The point here is that, if a planet completely outside our control is showing a similar warming trend to our planet, maybe we should look at a different source. Even more plain than the proverbial elephant in the room is the giant ball of fire tracing its way across our sky every day. Interestingly enough, the sun went through a historically high peak in activity from 1998-2005 that matches the historic temperatures (even allowing for intentional and unintentional skewing of thermometer data). Since then temperatures have been dropping, and the sun is currently in a prolonged minimum in activity that has some scientists comparing it to the Maunder minimum.

From 1645 to 1715 astronomers noticed that sunspots grew extremely rare. Further research shows that there was an associated period of cool temperatures known as the Little Ice Age (that followed several warmer years known as the Medieval Warm Period). Hmm…could it be that we’re seeing another similar pattern?

[Extracted records]

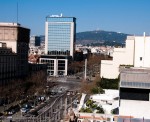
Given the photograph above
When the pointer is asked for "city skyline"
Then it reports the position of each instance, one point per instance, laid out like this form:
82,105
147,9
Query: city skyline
126,16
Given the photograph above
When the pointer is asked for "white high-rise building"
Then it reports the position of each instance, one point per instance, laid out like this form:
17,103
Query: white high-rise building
135,53
59,43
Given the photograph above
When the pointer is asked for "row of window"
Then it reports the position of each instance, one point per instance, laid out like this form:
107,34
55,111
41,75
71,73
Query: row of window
58,52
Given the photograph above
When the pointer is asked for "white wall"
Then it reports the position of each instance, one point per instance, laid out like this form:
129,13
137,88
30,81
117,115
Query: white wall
110,69
135,108
142,49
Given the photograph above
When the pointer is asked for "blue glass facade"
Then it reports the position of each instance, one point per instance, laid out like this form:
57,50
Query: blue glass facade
60,35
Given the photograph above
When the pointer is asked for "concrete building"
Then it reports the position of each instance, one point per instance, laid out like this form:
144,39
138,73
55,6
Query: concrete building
59,43
17,38
135,92
135,53
35,41
8,64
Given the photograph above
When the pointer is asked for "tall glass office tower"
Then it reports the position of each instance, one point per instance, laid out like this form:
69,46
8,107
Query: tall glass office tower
60,35
59,44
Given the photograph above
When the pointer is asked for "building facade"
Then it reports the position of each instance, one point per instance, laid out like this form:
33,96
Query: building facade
136,53
8,64
59,43
60,35
135,92
16,38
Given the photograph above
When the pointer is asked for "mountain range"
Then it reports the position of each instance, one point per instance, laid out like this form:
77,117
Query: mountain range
101,37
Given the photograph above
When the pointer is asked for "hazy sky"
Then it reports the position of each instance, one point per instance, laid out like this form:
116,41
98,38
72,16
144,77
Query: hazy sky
127,16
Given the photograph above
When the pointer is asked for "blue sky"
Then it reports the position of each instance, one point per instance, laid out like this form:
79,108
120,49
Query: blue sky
126,16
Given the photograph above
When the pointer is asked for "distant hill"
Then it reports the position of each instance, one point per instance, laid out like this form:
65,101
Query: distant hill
100,37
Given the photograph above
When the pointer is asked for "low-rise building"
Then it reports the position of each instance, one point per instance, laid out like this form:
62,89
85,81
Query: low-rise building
135,92
136,53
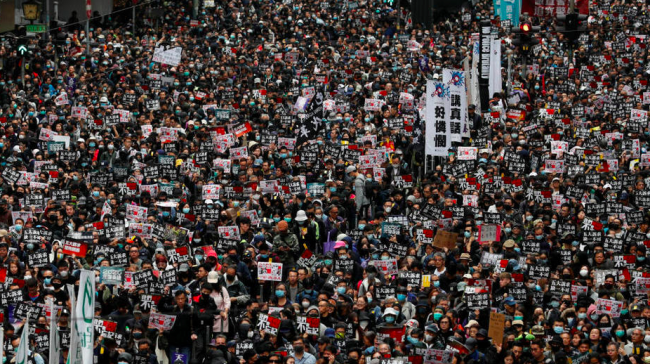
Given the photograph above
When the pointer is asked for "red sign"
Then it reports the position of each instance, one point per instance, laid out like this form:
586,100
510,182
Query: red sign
75,249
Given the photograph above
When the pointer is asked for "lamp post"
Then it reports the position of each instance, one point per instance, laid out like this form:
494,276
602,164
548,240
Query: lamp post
31,10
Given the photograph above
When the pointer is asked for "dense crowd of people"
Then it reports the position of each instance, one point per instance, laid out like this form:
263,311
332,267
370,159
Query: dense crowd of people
245,204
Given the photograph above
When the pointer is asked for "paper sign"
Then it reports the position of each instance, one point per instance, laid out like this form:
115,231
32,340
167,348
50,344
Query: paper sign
161,322
170,57
386,267
467,153
497,324
75,248
111,275
269,271
488,233
445,239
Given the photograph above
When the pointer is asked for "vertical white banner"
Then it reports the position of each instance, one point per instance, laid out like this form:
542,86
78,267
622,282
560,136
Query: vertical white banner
85,315
54,353
73,351
496,83
475,94
438,134
2,342
456,81
22,356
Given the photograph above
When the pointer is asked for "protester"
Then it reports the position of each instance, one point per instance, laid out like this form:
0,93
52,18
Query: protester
250,182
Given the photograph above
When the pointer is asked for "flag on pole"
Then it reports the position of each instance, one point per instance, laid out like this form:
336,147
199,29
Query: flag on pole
85,315
22,355
106,210
89,9
54,353
73,351
2,342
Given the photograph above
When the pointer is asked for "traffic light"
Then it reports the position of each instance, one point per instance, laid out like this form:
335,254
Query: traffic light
572,22
526,39
573,25
22,47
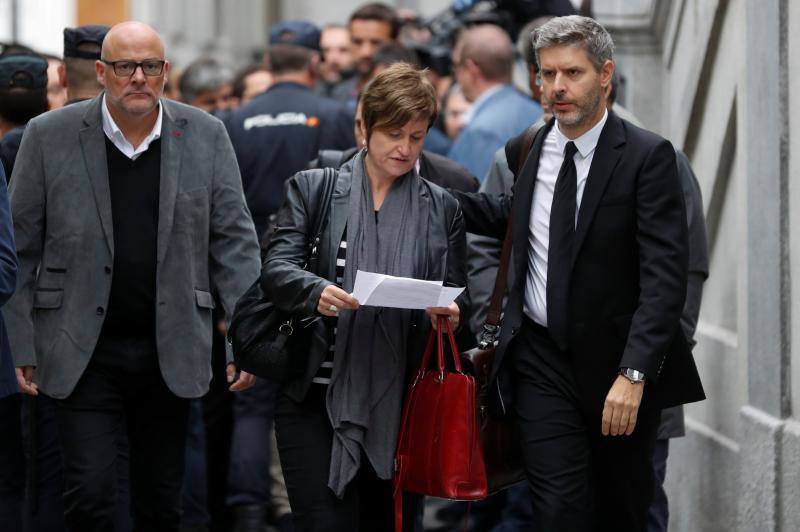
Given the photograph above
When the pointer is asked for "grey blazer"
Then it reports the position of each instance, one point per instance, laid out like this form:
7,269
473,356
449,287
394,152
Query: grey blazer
62,221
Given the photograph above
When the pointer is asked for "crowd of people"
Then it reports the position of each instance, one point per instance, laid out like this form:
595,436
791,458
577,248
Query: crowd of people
145,198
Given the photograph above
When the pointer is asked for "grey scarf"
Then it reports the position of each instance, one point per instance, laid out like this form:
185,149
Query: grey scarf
367,384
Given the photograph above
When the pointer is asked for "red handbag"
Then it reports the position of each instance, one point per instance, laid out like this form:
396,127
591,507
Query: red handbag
439,450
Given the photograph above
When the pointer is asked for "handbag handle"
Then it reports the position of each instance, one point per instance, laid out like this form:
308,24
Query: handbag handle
443,324
492,325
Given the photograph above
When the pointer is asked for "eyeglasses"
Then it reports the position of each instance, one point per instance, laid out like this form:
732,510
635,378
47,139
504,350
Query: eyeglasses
150,67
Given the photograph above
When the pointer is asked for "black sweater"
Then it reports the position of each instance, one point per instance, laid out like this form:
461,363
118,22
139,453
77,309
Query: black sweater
134,186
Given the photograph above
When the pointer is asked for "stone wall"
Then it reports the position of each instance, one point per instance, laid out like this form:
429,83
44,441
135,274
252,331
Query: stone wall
717,78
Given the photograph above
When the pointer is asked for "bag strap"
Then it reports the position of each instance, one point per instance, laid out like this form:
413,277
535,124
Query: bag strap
329,177
493,316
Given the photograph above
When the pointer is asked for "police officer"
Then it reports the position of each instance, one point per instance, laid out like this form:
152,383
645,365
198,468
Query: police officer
23,95
275,136
281,130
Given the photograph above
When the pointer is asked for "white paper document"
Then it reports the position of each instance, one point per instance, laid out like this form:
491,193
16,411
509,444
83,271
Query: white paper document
379,290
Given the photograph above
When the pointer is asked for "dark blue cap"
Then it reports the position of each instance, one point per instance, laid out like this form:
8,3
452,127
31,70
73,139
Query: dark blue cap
297,32
26,71
82,35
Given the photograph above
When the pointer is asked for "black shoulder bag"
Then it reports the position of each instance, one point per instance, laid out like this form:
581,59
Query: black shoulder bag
264,339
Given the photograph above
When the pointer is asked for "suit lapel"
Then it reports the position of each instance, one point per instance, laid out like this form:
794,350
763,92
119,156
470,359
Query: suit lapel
606,155
173,142
93,145
523,201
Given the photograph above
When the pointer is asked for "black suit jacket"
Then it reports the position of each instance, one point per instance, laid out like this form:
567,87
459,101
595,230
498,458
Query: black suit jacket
629,270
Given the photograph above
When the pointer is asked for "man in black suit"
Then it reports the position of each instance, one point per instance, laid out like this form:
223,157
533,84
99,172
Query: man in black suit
590,349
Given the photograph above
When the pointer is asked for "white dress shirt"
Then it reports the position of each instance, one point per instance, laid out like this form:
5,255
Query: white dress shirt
550,161
115,135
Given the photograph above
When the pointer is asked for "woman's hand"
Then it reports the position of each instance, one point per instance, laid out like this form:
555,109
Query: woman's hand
334,299
451,311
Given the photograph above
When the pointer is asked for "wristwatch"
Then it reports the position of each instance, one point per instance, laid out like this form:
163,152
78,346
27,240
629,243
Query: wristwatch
635,376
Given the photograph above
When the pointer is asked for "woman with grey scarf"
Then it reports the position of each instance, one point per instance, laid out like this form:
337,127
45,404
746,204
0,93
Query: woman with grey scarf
337,423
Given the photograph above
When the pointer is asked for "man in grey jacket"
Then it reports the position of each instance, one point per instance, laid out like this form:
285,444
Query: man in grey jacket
128,209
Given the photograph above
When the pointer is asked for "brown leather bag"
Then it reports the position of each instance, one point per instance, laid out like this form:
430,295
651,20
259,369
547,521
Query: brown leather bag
500,436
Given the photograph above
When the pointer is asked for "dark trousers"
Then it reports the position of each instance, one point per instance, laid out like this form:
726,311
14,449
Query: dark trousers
218,425
194,497
248,477
305,437
44,505
658,516
122,385
579,479
12,464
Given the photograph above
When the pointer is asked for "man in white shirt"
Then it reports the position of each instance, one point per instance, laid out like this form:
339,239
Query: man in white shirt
128,209
590,348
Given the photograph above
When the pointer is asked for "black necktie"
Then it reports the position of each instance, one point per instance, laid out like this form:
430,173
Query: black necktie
559,251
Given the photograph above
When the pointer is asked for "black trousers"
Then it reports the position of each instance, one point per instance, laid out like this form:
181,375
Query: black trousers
12,464
305,438
579,479
122,385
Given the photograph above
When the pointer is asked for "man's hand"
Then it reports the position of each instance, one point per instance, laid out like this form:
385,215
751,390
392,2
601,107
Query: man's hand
451,311
333,299
622,407
25,380
245,380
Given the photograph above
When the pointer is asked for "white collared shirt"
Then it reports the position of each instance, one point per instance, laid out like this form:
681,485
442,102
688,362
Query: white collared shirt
114,133
474,106
550,161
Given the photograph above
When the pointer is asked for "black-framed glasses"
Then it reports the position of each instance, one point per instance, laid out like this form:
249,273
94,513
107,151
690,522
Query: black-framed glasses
125,68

• [Written request 1]: According to the sun and climate passage, during which years did astronomers notice that sunspots grew extremely rare?
• [Written request 2]: Transcribe the part of the sun and climate passage that opens with the words "From 1645 to" and closes with "another similar pattern?".
The entries are separate material, apart from the sun and climate passage.

• [Correct response 1]: From 1645 to 1715.

• [Correct response 2]:
From 1645 to 1715 astronomers noticed that sunspots grew extremely rare. Further research shows that there was an associated period of cool temperatures known as the Little Ice Age (that followed several warmer years known as the Medieval Warm Period). Hmm…could it be that we’re seeing another similar pattern?